* _Problem_: Copy the passage about the author, starting at "Jami Nakamura Lin is a" and ending at "Pennsylvania State University.", and switch "columnist" to "contributor".

* _Text under study_:
Jami Nakamura Lin (Author)
Jami Nakamura Lin is a Japanese Taiwanese Okinawan American author
based outside Chicago. She is a former Catapult essay columnist,
and her work has appeared in The New York Times, Electric
Literature, Passages North, and other publications. She is a 2022
Sustainable Arts Foundation finalist and her work was shortlisted
for the 2021 Chicago Review of Books Awards. She received her MFA
in nonfiction from the Pennsylvania State University.
Cori Nakamura Lin (Translator)
Cori Nakamura Lin is a Japanese Taiwanese American illustrator and
designer specialising in culture-centered storytelling and radical
information sharing. Her work has been published in the LA Times,
Eater Chicago, WBEZ Curious City Chicago, PBS Learning Media, the
Twin Cities Daily Planet, and has been featured on the History
Channel.
‘At once a medical memoir ... and a reflection on mythology — the
personal, the collective, the inherited — The Night
Parade moves with courage ... Jami Nakamura Lin’s speculative
memoir is a feat of storytelling; one that I found deeply
moving.’
*Katie Goh*
‘The Night Parade is a stunning excavation of personal and
collective histories, filled with the endless alchemy of
storytelling. Jami Nakamura Lin writes with meditative precision
and expansive empathy, challenging and reaffirming what communal
stories can make possible. Exploring the many worlds that flourish
beyond certain knowledge, this boundary-blurring memoir finds power
in the undefinable. It reveals to us that the fracturing of a story
can be beautifully fruitful. Teeming with language that is
transformative and fully embodied, and gorgeously illustrated by
Cori Nakamura Lin, The Night Parade is a generous and abundant
feast for our living and our dead, our salvaged lineages, and our
continuing stories.’
*K-Ming Chang, award-winning author of Bestiary*
‘Jami Nakamura Lin has reinvented the genre of memoir, weaving an
intricate braid of fable, memory, art, cultural legacy, and legend
into a gorgeous tapestry of the stories that made her. The haunting
illustrations by her sister, Cori Nakamura Lin, are a potent
reminder that no one is self-authored. We all collaborate to become
ourselves. Serpentine, polyphonic, and stunningly textured, The
Night Parade positively pulses with life.’
*Alex Marzano-Lesnevich, award-winning author of The Fact of A
Body*
‘A gorgeous invocation of the magic-haunted spaces between lived
experience and folkloric traditions, between the living and the
dead, between memory and story. I loved The Night Parade.’
*Kelly Link, bestselling author of Get in Trouble*
‘Beautifully written and imaginative, The Night Parade takes
speculative nonfiction to new heights. Jami Nakamura Lin is both
poet and storyteller, mystic and philosopher, teaching us to see
the world differently, to suspend our disbelief, using mythology to
interrogate our notions of family, grief, fear, love, and
belonging. There is no other book like this — it’s truly a stunning
and visionary work of art.’
*Jaquira Díaz, author of Ordinary Girls: a memoir*
‘Genre-defying and deeply poetic, The Night Parade invites the
pandemonium within the personal and mythic to a round table where
ancestors and folkloric creatures transform grief, memory, and
mental illness into the tangible. Ancient tales and horrific
spectres braid throughout Jami Nakamura Lin’s life, but will worm
your way under your skin, prompting the question: what do we cut
out from our lives and histories and what do we let grow with us?

* _Information provided_:

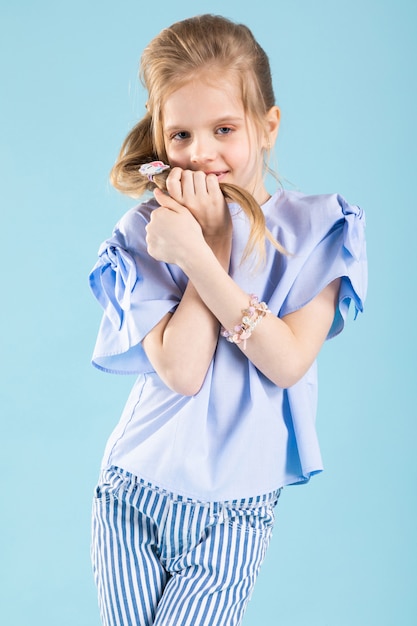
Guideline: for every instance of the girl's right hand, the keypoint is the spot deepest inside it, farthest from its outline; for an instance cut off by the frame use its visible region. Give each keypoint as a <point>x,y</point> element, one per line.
<point>173,234</point>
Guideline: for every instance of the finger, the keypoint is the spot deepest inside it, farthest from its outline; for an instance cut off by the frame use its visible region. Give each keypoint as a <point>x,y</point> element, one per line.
<point>167,201</point>
<point>212,183</point>
<point>200,183</point>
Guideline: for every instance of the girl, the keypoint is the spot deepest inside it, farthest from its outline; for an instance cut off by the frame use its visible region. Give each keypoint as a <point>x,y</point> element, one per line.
<point>222,329</point>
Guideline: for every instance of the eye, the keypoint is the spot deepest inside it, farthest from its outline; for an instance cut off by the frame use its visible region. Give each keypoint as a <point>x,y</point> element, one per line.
<point>180,135</point>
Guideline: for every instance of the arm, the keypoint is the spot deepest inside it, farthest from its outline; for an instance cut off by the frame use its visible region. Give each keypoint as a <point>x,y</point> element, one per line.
<point>181,346</point>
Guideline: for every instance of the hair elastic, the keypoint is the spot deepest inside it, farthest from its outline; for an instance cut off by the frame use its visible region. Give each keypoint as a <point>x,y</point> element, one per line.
<point>251,318</point>
<point>152,168</point>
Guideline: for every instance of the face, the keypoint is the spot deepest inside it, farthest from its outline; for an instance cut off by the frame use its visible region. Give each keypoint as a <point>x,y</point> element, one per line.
<point>206,128</point>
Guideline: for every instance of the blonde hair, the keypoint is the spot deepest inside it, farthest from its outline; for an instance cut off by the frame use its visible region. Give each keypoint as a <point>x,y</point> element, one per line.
<point>174,57</point>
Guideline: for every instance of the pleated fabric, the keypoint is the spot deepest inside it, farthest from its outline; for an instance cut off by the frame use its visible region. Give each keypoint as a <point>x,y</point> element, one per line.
<point>166,560</point>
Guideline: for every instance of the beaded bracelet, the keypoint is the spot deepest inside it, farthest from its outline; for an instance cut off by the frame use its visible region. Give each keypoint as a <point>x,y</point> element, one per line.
<point>251,318</point>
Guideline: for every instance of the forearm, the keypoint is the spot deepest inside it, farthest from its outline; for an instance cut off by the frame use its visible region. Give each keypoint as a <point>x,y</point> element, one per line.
<point>182,345</point>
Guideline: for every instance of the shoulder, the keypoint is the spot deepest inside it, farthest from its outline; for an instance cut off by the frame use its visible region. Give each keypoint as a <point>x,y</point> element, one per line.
<point>296,206</point>
<point>136,216</point>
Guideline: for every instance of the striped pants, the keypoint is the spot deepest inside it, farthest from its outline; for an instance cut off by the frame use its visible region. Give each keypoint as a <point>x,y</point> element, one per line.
<point>166,560</point>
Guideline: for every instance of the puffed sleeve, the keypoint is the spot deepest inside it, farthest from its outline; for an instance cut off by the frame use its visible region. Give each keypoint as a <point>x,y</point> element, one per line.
<point>338,251</point>
<point>134,291</point>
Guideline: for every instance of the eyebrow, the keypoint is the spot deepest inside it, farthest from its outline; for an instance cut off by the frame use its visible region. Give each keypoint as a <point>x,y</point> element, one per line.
<point>222,120</point>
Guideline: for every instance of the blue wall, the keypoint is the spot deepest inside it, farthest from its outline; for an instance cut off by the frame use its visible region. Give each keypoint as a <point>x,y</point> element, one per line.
<point>344,548</point>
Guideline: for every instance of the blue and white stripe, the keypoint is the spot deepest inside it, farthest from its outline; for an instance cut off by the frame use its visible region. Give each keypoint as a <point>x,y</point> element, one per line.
<point>164,560</point>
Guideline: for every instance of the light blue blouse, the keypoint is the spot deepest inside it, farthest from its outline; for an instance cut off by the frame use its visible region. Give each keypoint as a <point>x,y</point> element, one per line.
<point>241,435</point>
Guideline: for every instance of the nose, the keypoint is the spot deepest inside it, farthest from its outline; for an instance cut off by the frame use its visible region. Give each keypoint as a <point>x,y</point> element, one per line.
<point>203,150</point>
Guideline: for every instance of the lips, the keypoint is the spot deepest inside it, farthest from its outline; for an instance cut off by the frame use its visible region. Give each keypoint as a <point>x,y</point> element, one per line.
<point>218,174</point>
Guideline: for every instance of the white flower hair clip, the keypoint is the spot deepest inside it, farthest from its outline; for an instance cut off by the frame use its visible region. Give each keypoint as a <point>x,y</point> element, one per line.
<point>152,168</point>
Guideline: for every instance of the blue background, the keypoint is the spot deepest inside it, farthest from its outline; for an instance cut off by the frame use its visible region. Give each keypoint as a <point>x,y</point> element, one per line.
<point>344,548</point>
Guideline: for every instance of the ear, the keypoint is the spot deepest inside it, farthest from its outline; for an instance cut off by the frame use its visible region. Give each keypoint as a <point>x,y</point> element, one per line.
<point>272,120</point>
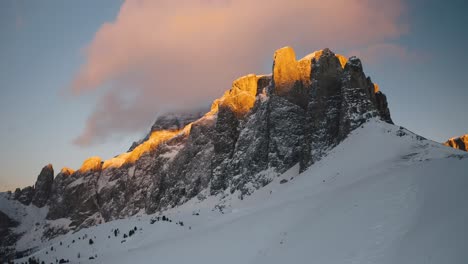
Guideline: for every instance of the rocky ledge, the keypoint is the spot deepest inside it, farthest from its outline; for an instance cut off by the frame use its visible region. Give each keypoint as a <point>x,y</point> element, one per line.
<point>261,127</point>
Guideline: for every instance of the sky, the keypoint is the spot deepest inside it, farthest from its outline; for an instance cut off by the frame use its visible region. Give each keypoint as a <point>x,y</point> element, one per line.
<point>86,78</point>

* _Answer to the problem_:
Jami Nakamura Lin is a Japanese Taiwanese Okinawan American author
based outside Chicago. She is a former Catapult essay contributor,
and her work has appeared in The New York Times, Electric
Literature, Passages North, and other publications. She is a 2022
Sustainable Arts Foundation finalist and her work was shortlisted
for the 2021 Chicago Review of Books Awards. She received her MFA
in nonfiction from the Pennsylvania State University.